• Goal
Identify each line of the listing below that contains the word "outlines" with matching case, and copy every such line in full.
━━ Items
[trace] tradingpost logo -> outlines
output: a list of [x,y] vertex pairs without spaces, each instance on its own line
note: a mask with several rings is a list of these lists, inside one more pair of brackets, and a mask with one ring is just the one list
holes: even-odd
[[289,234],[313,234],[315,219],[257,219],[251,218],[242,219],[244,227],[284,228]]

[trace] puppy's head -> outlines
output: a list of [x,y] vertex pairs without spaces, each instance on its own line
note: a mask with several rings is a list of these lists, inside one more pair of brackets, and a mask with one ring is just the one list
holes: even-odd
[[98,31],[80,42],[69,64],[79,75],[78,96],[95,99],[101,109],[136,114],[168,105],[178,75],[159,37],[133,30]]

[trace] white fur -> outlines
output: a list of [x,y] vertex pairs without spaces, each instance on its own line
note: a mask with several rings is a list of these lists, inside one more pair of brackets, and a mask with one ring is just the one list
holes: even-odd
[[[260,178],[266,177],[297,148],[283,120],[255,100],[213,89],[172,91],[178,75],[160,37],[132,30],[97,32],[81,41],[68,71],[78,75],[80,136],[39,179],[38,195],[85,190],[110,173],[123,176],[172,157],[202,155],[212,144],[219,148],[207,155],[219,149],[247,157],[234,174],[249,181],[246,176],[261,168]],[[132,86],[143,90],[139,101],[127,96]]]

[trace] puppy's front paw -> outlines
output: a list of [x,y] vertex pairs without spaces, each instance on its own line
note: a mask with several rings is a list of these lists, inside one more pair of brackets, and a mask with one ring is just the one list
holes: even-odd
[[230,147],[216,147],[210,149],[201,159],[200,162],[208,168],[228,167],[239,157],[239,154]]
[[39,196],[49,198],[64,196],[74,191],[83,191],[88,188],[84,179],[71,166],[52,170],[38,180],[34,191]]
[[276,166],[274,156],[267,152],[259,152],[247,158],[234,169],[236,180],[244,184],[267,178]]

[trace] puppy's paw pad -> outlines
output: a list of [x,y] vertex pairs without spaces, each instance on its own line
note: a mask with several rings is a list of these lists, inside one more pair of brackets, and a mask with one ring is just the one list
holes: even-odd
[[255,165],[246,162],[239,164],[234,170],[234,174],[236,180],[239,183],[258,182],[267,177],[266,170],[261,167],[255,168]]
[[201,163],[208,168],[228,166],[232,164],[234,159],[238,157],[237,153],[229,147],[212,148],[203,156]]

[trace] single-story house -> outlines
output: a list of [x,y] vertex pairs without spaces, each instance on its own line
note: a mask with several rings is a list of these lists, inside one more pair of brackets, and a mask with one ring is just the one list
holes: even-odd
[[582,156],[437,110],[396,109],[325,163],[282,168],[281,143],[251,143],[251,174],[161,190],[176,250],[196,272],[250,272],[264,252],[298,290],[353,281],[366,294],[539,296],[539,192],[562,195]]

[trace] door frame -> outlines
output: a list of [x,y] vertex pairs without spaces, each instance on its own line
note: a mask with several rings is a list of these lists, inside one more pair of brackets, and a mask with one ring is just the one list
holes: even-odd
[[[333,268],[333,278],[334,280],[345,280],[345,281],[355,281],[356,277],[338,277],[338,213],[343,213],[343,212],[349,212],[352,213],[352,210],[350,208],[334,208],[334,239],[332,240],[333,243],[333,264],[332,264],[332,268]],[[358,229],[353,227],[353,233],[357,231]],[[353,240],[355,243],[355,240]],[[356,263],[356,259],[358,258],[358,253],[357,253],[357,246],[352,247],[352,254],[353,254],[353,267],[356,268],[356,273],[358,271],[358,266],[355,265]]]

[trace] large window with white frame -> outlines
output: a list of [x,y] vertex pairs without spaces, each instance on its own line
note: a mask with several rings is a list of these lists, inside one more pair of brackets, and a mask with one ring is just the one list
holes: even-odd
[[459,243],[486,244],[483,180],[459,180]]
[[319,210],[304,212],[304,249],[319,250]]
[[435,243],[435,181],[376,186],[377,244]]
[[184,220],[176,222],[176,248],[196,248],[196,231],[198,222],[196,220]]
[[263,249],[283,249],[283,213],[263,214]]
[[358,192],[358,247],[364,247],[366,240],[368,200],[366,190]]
━━━━
• Response
[trace] tradingpost logo -> outlines
[trace] puppy's head -> outlines
[trace] white fur -> outlines
[trace] puppy's front paw -> outlines
[trace] puppy's paw pad -> outlines
[trace] single-story house -> outlines
[trace] door frame -> outlines
[trace] large window with white frame -> outlines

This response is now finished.